**EXERCISE OBJECTIVE**
Extract each line of the listing below that contains the string "waterfall", copying the lines verbatim. Matching is case-sensitive.

** Start PROVIDED DATA **

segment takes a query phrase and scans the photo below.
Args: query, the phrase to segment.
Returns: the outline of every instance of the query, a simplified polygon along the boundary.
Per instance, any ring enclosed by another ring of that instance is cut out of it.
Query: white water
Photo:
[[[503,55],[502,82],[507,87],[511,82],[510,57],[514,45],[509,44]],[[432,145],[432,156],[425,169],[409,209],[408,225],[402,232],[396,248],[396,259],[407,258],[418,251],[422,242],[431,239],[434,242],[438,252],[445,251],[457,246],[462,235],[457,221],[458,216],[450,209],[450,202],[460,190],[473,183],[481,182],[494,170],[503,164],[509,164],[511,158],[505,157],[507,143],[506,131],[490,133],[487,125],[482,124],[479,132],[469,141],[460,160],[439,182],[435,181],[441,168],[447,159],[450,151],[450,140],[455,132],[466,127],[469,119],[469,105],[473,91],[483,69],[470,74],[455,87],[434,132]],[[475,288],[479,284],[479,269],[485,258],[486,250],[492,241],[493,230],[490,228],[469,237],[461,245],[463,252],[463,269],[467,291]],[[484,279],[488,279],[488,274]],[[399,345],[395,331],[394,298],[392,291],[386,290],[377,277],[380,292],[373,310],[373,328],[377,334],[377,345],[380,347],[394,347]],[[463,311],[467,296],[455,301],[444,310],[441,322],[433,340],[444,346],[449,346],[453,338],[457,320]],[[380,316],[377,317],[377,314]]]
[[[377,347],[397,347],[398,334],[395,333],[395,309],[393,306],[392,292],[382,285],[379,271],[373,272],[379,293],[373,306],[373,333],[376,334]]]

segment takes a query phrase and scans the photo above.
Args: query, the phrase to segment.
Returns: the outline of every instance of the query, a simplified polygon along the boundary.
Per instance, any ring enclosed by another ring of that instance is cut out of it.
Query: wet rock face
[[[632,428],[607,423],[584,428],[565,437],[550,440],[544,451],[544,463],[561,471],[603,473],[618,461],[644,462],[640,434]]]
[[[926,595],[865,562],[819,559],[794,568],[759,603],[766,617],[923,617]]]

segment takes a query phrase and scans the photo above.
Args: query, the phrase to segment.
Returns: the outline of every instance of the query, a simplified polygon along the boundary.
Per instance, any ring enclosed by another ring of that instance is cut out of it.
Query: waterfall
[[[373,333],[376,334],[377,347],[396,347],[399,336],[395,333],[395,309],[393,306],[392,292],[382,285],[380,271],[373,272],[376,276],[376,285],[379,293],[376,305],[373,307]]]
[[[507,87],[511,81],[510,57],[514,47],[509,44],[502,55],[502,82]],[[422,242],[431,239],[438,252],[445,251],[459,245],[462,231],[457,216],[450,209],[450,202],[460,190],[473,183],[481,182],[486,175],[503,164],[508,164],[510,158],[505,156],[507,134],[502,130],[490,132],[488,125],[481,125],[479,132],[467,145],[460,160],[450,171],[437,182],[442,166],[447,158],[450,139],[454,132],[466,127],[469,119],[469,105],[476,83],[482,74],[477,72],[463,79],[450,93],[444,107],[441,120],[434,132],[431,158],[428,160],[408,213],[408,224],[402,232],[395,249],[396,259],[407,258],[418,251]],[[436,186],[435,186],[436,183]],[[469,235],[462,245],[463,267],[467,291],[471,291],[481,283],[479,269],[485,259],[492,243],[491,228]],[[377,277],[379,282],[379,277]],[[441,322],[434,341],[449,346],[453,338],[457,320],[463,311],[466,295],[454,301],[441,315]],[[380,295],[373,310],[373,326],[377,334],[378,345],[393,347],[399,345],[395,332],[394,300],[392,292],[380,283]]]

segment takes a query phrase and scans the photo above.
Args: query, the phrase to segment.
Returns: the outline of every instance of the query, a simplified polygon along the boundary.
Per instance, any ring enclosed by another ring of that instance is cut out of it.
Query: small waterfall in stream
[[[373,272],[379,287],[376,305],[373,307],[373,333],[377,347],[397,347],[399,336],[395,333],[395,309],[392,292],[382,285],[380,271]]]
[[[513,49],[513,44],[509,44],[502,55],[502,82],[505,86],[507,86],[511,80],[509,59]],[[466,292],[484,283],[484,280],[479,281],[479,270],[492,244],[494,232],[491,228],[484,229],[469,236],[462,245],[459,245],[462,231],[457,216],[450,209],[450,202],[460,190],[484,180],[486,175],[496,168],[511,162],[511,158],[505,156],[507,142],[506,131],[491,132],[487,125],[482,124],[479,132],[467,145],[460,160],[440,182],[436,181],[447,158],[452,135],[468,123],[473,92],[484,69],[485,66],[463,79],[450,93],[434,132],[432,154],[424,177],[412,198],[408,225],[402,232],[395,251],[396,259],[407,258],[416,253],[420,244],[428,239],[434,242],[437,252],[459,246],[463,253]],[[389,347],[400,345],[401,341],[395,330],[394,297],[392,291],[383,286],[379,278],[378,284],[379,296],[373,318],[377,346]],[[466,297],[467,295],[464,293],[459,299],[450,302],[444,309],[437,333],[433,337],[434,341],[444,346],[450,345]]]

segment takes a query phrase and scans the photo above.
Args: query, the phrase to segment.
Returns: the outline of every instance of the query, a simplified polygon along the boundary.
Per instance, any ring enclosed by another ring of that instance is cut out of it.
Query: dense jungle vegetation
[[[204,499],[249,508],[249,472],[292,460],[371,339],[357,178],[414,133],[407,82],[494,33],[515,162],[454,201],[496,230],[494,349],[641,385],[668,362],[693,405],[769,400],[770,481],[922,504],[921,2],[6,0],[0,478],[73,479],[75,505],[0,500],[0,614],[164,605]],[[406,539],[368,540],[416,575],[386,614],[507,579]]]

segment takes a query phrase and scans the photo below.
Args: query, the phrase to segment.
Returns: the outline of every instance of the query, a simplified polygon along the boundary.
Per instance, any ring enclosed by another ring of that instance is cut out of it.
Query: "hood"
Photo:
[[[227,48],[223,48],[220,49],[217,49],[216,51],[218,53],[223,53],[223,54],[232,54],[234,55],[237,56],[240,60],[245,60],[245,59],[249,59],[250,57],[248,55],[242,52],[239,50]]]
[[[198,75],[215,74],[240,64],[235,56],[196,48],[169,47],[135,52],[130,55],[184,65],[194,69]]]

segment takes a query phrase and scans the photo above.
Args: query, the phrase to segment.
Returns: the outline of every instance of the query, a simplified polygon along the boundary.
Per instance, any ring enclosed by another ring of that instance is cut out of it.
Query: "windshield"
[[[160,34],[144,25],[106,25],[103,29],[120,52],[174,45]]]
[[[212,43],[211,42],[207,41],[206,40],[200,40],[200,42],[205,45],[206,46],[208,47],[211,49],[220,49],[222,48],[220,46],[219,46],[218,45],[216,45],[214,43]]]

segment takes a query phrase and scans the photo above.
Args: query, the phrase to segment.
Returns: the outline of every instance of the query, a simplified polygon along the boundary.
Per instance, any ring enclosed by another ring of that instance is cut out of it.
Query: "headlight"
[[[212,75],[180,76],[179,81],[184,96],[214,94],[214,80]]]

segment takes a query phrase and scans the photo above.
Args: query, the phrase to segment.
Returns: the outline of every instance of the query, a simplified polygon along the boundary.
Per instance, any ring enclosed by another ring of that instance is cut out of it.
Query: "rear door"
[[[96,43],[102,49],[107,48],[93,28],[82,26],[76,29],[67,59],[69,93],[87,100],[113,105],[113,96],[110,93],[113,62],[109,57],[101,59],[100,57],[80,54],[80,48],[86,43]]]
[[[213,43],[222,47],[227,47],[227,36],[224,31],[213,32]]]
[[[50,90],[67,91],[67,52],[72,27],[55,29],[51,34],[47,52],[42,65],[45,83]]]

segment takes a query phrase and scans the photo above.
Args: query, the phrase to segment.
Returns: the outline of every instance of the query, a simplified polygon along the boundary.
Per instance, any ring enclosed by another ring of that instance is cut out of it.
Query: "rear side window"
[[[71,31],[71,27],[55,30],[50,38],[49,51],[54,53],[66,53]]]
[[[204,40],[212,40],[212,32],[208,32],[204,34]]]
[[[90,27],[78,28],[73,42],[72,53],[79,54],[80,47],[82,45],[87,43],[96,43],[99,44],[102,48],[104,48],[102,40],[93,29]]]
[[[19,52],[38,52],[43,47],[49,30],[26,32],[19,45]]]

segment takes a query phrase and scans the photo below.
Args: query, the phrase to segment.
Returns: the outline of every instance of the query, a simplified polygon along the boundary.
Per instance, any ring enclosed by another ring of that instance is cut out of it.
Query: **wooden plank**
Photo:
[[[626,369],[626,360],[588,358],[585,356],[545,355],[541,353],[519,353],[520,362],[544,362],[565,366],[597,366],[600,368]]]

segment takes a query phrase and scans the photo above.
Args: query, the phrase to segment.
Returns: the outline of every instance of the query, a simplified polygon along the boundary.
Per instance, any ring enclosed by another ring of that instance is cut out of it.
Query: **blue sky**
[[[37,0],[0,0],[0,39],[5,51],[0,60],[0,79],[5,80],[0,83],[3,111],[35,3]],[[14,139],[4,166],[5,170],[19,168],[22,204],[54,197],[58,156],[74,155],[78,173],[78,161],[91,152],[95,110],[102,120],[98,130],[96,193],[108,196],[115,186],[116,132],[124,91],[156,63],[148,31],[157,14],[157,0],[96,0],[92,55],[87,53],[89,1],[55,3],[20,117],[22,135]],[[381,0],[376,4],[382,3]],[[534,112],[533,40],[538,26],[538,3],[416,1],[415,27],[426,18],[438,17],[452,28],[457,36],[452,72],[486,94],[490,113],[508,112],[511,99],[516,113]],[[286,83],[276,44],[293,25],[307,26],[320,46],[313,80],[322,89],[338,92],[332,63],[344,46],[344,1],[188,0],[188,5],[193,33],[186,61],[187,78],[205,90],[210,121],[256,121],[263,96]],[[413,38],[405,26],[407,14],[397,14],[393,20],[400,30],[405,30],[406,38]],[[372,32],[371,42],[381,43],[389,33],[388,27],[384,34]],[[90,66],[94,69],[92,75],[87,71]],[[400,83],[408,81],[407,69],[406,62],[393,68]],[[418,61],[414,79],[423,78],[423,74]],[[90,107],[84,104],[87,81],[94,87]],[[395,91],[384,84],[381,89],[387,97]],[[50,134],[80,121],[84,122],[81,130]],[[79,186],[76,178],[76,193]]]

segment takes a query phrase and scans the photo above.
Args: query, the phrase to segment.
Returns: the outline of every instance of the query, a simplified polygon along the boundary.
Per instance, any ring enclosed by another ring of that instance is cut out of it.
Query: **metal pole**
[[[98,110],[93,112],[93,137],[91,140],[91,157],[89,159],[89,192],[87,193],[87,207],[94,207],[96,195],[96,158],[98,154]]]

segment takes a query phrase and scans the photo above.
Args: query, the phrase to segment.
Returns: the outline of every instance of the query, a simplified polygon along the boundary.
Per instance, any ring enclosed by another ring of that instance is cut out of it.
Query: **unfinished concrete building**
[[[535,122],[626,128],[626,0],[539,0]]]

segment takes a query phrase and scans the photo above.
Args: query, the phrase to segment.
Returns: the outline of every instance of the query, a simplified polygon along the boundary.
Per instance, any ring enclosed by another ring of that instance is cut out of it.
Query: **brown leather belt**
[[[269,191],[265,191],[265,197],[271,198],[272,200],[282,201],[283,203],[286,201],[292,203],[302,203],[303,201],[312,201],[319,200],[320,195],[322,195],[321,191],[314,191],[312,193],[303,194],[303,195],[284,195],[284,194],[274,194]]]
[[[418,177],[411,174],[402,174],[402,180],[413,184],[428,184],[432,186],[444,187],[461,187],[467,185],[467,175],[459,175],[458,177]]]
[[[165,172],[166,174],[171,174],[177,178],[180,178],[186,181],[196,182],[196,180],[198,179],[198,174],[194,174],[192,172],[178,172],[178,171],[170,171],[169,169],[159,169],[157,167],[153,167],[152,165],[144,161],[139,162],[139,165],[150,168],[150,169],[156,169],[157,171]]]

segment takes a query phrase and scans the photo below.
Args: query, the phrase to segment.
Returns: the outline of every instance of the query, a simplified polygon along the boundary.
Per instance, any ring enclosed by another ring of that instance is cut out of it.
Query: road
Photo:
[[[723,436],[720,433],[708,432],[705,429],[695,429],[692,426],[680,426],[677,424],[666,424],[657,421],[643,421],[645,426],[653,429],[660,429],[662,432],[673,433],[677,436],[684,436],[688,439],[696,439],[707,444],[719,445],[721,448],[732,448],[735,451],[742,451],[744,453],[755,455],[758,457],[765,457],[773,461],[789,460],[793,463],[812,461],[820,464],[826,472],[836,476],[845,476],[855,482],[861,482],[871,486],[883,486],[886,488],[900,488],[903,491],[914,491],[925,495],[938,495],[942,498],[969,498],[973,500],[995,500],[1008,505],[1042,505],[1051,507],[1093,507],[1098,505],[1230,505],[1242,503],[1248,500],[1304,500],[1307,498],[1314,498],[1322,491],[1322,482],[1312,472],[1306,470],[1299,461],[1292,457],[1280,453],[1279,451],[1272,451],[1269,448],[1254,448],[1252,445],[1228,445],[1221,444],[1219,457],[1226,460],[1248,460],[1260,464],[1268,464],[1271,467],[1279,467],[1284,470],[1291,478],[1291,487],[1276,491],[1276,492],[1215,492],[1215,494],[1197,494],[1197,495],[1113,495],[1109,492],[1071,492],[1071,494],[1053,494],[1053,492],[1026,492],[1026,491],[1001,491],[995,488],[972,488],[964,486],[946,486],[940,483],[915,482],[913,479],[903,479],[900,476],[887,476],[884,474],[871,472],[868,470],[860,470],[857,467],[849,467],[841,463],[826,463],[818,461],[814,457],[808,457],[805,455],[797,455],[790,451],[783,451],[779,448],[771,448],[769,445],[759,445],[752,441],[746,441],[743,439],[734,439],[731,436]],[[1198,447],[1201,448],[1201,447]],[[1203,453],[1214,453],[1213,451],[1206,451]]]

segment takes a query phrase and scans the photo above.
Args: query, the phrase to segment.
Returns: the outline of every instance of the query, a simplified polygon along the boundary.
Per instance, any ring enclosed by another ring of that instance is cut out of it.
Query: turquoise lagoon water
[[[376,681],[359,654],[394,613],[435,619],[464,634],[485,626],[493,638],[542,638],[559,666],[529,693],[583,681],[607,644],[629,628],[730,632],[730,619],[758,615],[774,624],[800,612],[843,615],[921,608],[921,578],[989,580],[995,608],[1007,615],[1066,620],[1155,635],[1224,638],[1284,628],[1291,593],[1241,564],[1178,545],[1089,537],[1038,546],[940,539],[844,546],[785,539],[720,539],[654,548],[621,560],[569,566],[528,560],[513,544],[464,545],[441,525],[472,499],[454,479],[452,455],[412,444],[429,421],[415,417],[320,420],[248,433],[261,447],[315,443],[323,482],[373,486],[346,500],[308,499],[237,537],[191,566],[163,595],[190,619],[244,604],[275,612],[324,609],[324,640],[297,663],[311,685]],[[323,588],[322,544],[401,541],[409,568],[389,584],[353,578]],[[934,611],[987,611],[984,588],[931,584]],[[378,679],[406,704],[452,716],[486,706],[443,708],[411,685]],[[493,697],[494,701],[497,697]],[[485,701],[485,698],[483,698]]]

** End PROVIDED DATA **

**WRITTEN RESPONSE**
Query: waterfall
Query: small waterfall in stream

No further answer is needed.